Parasthesia Nerve Damage from wisdom teeth

Have you been told by a surgical specialist that you are at risk for potential nerve damage, commonly referred to as paresthesia, as a result of your wisdom teeth removal procedure?  Or have you done some research and heard that paresthesia is a potential complication?  


While some patients may be at high risk for paresthesia, other patients will not be at risk for this complication.  Why is that? Every individual has a unique anatomy. The way that a person’s roots are in relationship to the nerves and other risk factors associated with the patient’s anatomy will determine whether that person is at risk for paresthesia.  Obviously, this type of news can be very scary for a patient to hear, especially if they are experiencing pain from their wisdom teeth and really wants to proceed with removing the wisdom teeth.


If you have been told that you are at risk for this complication, what are some things we can do to minimize any potential complications? Or, if you have already had your wisdom teeth removed and are experiencing paresthesia, what can we do to reduce the numbness of your lip, chin, or tongue? First and foremost, if a patient is at a high risk for paresthesia, we prescribe anti-inflammatory steroids for the patient to start the day prior to their procedure.  These steroids will significantly reduce inflammation experienced after the procedure. Essentially, inflammation of the nerve is what causes paresthesia, so it is important to reduce that inflammation and steroids are an excellent way to help prevent that or help address it when a patient has experienced numbness. Another medication that can help is ibuprofen or Aleve, otherwise known as NSAIDS. The reason that we use these is that they are very effective in regards to helping reduce that inflammation. To help reduce the inflammation that is causing numbness and/or pain, we recommend that the patient take these medications as prescribed.

▸ Excerpted data
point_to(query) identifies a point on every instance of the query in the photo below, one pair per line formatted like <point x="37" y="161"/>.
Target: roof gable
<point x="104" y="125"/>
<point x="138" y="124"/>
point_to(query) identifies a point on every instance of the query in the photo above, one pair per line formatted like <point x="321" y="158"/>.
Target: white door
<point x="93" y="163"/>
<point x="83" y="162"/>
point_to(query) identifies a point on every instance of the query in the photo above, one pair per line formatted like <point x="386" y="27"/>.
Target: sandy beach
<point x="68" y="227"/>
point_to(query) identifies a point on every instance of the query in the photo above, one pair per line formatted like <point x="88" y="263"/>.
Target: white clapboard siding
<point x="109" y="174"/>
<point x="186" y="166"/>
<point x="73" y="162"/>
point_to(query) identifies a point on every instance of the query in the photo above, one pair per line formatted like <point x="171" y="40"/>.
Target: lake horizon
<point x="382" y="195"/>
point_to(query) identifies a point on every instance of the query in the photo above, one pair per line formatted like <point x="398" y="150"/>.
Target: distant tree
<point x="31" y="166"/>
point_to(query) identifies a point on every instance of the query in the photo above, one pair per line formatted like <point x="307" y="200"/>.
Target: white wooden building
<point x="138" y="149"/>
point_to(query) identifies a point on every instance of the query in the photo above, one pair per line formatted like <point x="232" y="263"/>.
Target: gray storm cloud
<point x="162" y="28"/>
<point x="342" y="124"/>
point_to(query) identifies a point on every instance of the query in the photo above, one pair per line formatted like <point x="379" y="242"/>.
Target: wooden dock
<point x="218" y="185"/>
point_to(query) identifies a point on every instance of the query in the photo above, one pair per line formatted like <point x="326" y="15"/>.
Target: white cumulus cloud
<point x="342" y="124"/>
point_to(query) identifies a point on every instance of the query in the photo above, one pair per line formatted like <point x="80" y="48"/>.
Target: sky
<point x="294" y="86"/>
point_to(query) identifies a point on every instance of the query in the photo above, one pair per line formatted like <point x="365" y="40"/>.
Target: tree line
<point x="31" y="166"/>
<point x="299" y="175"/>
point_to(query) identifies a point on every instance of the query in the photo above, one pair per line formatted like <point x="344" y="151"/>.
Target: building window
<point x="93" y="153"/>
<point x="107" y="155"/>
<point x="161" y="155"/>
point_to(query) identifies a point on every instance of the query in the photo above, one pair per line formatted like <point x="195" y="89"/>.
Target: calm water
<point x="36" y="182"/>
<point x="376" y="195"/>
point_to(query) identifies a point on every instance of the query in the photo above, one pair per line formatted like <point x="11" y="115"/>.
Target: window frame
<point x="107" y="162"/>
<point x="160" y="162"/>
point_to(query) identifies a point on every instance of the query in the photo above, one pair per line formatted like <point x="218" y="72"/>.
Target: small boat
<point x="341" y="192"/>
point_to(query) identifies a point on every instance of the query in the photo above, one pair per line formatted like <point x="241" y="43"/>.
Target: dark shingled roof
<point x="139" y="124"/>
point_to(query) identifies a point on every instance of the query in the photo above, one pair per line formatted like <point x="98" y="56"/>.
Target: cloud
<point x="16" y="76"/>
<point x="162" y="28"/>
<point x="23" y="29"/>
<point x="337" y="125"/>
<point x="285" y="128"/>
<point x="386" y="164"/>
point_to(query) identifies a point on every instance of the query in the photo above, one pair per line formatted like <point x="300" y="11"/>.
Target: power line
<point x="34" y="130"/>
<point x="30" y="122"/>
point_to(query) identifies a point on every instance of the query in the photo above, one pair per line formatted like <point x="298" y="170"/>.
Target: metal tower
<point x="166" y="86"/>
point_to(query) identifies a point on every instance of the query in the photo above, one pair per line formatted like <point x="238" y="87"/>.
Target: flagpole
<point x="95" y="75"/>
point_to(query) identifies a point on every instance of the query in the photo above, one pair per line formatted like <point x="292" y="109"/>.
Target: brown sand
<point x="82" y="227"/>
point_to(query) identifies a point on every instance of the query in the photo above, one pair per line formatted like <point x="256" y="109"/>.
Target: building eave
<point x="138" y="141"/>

▸ Task list
A – According to the wisdom teeth article, what do high-risk patients start taking the day before their procedure?
B – Reproduce the wisdom teeth article word for word from "Have you been" to "the wisdom teeth.".

▸ Responses in order
A – They start taking anti-inflammatory steroids.

B –
Have you been told by a surgical specialist that you are at risk for potential nerve damage, commonly referred to as paresthesia, as a result of your wisdom teeth removal procedure?  Or have you done some research and heard that paresthesia is a potential complication?  


While some patients may be at high risk for paresthesia, other patients will not be at risk for this complication.  Why is that? Every individual has a unique anatomy. The way that a person’s roots are in relationship to the nerves and other risk factors associated with the patient’s anatomy will determine whether that person is at risk for paresthesia.  Obviously, this type of news can be very scary for a patient to hear, especially if they are experiencing pain from their wisdom teeth and really wants to proceed with removing the wisdom teeth.